Mask labeling examples:
** BEGIN **
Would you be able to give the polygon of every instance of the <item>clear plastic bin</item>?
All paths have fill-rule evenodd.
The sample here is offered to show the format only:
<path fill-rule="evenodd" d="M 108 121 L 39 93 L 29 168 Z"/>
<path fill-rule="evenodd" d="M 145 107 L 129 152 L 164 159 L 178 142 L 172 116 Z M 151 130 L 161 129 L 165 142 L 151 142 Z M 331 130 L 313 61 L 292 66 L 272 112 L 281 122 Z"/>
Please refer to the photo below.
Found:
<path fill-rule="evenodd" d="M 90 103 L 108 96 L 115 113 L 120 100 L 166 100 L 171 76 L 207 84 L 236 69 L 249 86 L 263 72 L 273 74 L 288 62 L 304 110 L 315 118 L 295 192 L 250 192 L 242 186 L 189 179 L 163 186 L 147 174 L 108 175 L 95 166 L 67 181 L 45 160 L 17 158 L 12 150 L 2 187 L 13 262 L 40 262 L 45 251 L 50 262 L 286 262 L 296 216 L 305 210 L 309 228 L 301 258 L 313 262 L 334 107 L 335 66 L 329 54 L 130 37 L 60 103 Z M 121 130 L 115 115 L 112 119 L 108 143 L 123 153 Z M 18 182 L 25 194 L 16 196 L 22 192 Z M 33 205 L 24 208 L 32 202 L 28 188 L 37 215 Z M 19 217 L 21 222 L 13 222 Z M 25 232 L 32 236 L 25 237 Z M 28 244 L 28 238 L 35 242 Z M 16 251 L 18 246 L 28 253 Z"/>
** END **
## Work required
Lay out every line of the records above as a Markdown table with the columns "Row" and "Line", numbering each row and leaving out blank lines.

## Task answer
| Row | Line |
|---|---|
| 1 | Would you be able to give the polygon of every instance of the <item>clear plastic bin</item>? |
| 2 | All paths have fill-rule evenodd. |
| 3 | The sample here is offered to show the format only: |
| 4 | <path fill-rule="evenodd" d="M 108 121 L 39 93 L 29 168 Z"/> |
| 5 | <path fill-rule="evenodd" d="M 145 107 L 129 152 L 164 159 L 178 142 L 172 116 Z M 151 130 L 161 129 L 165 142 L 151 142 Z M 331 130 L 313 61 L 292 66 L 272 112 L 281 122 Z"/> |
| 6 | Please refer to the photo below. |
| 7 | Found: |
| 8 | <path fill-rule="evenodd" d="M 90 103 L 108 96 L 115 113 L 120 100 L 166 100 L 171 76 L 207 84 L 236 69 L 249 86 L 263 72 L 273 74 L 288 62 L 304 110 L 315 118 L 295 192 L 250 192 L 242 186 L 189 179 L 163 186 L 147 174 L 108 175 L 95 166 L 67 181 L 45 160 L 17 158 L 12 150 L 2 187 L 13 262 L 40 262 L 45 251 L 50 262 L 286 262 L 296 216 L 305 210 L 309 228 L 301 258 L 313 262 L 334 107 L 335 66 L 329 54 L 130 37 L 60 103 Z M 121 130 L 115 115 L 112 119 L 108 143 L 123 153 Z M 18 182 L 25 194 L 16 196 L 22 192 Z M 33 205 L 24 208 L 32 202 L 28 188 L 37 215 Z M 19 217 L 21 222 L 13 222 Z M 25 232 L 32 236 L 25 237 Z M 28 244 L 28 238 L 35 242 Z M 16 251 L 18 246 L 28 253 Z"/> |